— Start Records for processing —

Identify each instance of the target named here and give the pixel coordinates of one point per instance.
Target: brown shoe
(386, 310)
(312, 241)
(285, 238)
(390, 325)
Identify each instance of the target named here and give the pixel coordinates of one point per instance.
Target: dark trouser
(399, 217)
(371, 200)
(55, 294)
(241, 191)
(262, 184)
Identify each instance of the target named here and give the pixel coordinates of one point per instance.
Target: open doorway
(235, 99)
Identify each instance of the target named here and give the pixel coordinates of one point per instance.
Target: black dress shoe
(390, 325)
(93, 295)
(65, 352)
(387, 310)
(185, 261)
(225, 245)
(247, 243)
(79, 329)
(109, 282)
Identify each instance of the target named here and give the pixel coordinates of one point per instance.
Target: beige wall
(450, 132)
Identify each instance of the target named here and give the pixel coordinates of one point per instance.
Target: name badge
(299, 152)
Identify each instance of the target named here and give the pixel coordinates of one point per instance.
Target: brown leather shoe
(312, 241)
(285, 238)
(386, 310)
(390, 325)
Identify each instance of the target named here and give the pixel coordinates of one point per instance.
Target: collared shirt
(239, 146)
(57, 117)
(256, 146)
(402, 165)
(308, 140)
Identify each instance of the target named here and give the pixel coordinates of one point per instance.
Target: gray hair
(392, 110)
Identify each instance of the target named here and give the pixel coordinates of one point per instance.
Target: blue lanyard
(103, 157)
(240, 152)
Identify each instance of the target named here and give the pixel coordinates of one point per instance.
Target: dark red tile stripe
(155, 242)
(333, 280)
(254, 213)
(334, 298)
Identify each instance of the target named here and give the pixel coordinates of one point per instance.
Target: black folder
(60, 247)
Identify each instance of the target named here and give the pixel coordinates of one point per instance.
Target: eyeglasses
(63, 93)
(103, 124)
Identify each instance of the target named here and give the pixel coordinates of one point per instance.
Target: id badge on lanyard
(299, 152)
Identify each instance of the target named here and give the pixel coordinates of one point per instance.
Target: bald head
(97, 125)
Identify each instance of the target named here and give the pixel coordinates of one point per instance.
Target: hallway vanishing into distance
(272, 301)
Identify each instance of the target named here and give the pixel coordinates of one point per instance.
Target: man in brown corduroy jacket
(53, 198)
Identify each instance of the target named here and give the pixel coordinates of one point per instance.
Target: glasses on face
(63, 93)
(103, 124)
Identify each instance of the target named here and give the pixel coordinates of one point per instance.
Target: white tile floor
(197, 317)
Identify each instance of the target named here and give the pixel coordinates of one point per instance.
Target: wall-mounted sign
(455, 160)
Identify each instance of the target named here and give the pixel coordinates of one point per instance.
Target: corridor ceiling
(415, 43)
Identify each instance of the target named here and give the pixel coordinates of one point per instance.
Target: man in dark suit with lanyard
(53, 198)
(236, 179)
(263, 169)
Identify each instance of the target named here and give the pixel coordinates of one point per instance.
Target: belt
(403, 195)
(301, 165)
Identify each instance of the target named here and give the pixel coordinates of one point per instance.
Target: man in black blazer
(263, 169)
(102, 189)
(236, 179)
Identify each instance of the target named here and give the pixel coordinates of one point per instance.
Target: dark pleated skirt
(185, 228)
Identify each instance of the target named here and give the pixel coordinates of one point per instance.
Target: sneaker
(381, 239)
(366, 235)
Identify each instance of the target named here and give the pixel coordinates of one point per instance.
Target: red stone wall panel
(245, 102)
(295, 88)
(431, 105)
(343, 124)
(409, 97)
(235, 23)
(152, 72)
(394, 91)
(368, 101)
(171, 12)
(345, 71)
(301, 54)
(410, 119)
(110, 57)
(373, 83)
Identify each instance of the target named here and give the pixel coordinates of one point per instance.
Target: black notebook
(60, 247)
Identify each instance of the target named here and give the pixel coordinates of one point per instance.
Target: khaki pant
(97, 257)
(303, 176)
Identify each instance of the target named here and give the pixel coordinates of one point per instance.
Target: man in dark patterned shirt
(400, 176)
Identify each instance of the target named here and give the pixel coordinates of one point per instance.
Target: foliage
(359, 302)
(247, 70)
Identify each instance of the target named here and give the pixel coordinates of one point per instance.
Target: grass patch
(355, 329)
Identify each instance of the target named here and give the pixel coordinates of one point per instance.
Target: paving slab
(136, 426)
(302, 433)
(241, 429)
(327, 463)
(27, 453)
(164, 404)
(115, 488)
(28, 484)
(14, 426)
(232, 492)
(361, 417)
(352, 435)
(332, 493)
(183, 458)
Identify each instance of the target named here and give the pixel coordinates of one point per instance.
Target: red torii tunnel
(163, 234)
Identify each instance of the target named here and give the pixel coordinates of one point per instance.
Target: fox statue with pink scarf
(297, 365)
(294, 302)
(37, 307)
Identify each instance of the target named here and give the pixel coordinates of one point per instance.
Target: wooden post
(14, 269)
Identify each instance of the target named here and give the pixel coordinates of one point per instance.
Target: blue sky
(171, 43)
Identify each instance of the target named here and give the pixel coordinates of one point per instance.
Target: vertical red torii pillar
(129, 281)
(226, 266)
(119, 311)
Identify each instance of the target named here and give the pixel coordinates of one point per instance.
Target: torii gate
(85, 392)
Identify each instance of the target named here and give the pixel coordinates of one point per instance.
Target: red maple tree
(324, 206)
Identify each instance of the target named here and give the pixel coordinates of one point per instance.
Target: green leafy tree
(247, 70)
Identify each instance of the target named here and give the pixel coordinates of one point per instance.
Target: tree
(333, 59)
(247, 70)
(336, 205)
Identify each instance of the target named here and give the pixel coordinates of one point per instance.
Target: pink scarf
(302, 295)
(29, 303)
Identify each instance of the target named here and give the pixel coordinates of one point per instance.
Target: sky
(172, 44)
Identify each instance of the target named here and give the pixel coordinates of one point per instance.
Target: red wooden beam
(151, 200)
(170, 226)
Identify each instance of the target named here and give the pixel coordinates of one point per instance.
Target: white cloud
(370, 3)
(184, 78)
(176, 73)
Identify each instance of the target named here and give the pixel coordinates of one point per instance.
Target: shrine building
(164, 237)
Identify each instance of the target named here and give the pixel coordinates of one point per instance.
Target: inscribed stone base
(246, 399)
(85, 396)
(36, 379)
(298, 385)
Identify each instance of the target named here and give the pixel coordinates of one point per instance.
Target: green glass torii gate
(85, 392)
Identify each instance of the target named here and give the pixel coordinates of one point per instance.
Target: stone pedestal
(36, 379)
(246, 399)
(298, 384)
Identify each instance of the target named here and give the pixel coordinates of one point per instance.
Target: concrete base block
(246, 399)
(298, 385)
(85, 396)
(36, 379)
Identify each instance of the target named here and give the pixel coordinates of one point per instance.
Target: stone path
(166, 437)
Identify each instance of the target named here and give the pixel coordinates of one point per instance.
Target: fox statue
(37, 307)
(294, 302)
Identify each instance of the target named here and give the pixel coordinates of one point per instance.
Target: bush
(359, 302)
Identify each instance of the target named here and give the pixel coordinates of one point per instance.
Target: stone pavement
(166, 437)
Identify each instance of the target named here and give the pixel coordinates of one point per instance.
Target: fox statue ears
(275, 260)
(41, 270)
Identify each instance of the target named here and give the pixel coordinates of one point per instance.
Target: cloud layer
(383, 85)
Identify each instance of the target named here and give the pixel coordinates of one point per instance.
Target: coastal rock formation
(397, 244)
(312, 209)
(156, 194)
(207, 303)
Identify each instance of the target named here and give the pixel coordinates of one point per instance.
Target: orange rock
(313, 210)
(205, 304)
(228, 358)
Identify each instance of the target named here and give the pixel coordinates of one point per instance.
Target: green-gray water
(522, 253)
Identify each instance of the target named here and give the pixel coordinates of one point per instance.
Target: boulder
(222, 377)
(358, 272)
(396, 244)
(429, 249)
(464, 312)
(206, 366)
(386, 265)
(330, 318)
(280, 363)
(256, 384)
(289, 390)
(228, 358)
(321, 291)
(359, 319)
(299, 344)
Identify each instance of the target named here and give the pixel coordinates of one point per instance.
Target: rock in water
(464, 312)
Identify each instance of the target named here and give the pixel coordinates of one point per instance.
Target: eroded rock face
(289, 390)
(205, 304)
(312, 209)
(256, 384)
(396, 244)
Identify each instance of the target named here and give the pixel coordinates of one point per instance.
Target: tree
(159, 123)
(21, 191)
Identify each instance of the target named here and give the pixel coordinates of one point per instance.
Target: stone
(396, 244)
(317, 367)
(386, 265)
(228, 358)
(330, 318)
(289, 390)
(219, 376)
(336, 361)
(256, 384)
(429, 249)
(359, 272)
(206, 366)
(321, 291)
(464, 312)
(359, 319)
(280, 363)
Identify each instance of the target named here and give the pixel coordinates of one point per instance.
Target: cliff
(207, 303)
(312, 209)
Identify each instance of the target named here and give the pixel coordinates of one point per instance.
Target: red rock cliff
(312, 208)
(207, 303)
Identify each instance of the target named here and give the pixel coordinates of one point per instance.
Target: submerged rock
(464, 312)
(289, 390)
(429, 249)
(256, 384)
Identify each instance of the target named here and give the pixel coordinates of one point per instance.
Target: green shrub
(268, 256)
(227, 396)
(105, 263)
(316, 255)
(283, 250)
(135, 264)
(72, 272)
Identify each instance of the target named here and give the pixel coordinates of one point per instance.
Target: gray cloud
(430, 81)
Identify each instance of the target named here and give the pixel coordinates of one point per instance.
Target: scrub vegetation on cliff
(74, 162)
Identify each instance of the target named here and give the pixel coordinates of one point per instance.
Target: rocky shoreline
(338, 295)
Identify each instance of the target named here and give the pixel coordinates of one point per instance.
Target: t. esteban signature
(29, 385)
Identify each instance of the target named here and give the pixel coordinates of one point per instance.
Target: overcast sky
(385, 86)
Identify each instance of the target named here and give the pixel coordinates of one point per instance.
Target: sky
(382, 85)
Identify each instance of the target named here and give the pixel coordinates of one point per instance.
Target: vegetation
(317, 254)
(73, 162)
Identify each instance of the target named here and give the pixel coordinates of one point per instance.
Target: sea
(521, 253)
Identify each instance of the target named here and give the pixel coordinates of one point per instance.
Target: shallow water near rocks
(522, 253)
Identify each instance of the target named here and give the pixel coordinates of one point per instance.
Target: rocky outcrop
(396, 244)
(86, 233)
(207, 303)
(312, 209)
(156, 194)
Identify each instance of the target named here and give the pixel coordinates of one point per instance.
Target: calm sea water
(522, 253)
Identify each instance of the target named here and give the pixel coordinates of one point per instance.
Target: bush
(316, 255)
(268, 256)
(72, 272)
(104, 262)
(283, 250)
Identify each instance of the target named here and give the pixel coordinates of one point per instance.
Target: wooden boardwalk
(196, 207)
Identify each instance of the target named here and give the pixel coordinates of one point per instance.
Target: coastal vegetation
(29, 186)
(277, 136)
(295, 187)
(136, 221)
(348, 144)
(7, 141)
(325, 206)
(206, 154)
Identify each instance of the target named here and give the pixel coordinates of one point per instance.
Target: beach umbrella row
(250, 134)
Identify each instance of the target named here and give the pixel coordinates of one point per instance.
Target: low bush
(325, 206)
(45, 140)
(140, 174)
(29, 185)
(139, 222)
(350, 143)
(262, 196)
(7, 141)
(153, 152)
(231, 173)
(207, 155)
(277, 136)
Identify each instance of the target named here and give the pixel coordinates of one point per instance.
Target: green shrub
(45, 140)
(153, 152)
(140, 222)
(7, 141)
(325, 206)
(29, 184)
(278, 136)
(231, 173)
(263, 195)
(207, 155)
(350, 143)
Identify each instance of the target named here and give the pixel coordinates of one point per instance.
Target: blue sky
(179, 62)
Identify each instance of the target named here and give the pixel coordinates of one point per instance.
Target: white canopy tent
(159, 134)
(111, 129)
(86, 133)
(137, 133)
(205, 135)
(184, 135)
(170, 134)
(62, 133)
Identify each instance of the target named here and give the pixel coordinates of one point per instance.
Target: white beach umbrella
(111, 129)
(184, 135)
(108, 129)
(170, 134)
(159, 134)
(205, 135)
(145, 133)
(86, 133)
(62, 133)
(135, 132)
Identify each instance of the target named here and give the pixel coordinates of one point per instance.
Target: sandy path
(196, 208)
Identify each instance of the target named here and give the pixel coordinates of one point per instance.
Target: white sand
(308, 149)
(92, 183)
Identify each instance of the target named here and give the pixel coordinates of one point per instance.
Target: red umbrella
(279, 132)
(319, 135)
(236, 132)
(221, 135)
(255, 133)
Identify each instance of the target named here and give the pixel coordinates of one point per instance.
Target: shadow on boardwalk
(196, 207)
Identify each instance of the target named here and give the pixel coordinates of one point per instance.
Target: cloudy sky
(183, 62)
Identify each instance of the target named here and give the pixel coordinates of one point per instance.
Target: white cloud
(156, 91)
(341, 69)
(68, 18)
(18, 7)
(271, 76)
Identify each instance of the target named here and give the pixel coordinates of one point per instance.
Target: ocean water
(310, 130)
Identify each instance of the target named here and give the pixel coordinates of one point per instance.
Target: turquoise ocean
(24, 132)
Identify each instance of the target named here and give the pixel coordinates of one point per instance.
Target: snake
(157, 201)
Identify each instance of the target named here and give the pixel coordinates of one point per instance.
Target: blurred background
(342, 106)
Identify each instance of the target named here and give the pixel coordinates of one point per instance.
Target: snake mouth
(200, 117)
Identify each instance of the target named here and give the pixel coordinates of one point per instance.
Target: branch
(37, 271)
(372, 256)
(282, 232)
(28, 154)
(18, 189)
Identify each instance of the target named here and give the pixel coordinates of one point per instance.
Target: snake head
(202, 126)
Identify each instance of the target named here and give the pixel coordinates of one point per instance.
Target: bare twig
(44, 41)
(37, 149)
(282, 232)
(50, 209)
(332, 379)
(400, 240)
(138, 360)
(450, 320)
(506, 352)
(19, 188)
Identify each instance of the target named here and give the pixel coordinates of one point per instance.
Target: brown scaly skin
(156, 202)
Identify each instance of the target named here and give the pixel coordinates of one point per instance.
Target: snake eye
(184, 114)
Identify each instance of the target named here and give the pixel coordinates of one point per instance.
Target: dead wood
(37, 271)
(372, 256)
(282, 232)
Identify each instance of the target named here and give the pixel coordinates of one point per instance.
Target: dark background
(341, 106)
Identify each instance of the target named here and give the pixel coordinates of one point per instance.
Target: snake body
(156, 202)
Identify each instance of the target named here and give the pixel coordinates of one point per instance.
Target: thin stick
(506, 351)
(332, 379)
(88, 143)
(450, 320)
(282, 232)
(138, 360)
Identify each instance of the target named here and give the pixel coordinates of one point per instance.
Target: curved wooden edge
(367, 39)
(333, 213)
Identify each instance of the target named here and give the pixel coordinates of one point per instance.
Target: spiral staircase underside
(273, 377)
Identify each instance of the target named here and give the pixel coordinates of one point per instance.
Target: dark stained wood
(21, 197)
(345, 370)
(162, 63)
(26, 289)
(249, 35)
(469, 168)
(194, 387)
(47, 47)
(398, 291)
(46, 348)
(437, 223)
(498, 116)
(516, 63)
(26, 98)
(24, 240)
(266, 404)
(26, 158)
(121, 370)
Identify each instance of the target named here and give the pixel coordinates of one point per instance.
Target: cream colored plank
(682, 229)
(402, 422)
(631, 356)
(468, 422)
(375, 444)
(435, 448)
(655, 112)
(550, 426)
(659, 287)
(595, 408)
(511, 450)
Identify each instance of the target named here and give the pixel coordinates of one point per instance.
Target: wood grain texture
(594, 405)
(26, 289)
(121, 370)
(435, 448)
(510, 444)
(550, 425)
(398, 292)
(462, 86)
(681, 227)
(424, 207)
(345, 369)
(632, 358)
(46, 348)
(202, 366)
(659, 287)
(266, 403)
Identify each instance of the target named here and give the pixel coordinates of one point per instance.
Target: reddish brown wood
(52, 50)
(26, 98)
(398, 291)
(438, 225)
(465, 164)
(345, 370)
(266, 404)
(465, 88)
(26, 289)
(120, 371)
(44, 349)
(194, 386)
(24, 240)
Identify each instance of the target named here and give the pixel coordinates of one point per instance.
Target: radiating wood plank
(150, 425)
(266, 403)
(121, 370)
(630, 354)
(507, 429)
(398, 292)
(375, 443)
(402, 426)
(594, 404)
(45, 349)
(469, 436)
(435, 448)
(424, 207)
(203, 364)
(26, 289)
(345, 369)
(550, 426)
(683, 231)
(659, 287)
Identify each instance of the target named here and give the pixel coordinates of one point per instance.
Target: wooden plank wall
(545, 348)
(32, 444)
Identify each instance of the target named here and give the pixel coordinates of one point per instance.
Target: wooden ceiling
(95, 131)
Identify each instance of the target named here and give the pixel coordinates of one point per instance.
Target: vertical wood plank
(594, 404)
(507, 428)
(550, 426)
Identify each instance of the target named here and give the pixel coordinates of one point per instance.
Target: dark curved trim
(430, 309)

— End Records for processing —

### Description of the task
Show every line of the material above that contains the word "tree", treating uppercase and lowercase letters as different.

### Response for this exercise
Target: red maple tree
Target: green leafy tree
Target: tree
Target: tree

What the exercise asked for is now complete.